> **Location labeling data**
__________

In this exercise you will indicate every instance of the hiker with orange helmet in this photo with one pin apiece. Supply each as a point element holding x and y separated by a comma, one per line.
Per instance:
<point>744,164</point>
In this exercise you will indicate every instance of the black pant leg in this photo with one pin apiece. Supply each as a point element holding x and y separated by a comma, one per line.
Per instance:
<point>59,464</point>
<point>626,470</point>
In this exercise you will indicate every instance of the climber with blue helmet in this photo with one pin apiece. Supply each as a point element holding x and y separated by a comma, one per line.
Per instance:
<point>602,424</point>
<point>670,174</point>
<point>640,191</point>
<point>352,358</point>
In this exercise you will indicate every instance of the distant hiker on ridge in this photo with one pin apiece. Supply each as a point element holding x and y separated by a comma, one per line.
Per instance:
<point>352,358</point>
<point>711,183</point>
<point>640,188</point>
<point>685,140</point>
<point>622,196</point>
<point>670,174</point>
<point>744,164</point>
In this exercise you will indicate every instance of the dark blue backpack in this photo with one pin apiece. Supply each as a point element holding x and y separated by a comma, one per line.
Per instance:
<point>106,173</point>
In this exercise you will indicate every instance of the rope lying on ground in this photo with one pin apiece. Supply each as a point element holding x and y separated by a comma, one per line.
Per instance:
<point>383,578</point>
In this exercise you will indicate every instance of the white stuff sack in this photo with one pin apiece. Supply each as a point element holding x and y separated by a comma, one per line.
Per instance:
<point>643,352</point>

__________

> **Task requirements**
Could you update the data above so that every "one pin apiece" becomes "a single pin each", leaving everything else unchanged?

> **Result of the exercise**
In this exercise you will indicate every instance of the hiker with orange helmet in this photo with a single pin each. Supply each as a point element holding x and y separated by a comma, one per line.
Per instance:
<point>744,164</point>
In this exercise you will indicate every instance of the black pant leg in this photo with a single pin each. Supply each as a point element holding x and y separated by a comma, one per line.
Per instance:
<point>59,464</point>
<point>626,470</point>
In this exercise you will indicate every instance of the climber with blue helmet in this photo with a single pin each. Supply each as a point element holding x and y separated by a comma, one per line.
Per instance:
<point>602,424</point>
<point>670,174</point>
<point>640,191</point>
<point>352,358</point>
In this exercise you will indicate every instance of the distant hiker on ridge in this photo with a single pin each. Supply each as a point element holding x and y separated by a comma, one per line.
Per instance:
<point>352,358</point>
<point>711,183</point>
<point>640,188</point>
<point>685,140</point>
<point>622,196</point>
<point>670,174</point>
<point>744,164</point>
In this exercise you will indicate every instance of the dark blue backpack in this photo with a single pin each. Supply each as a point element holding x and y separated by a comma, one per line.
Per instance:
<point>106,173</point>
In this exercise you will indicate every instance of the rope lying on ground in this photo with a single pin each. Supply each as a point element holding x and y separated by a comma, one per line.
Per instance:
<point>383,578</point>
In this exercise you will indicate every instance of the white stuff sack in this photo with a single pin each. Supply each as a point element holding x and y separated by a comma, one per line.
Per instance:
<point>643,352</point>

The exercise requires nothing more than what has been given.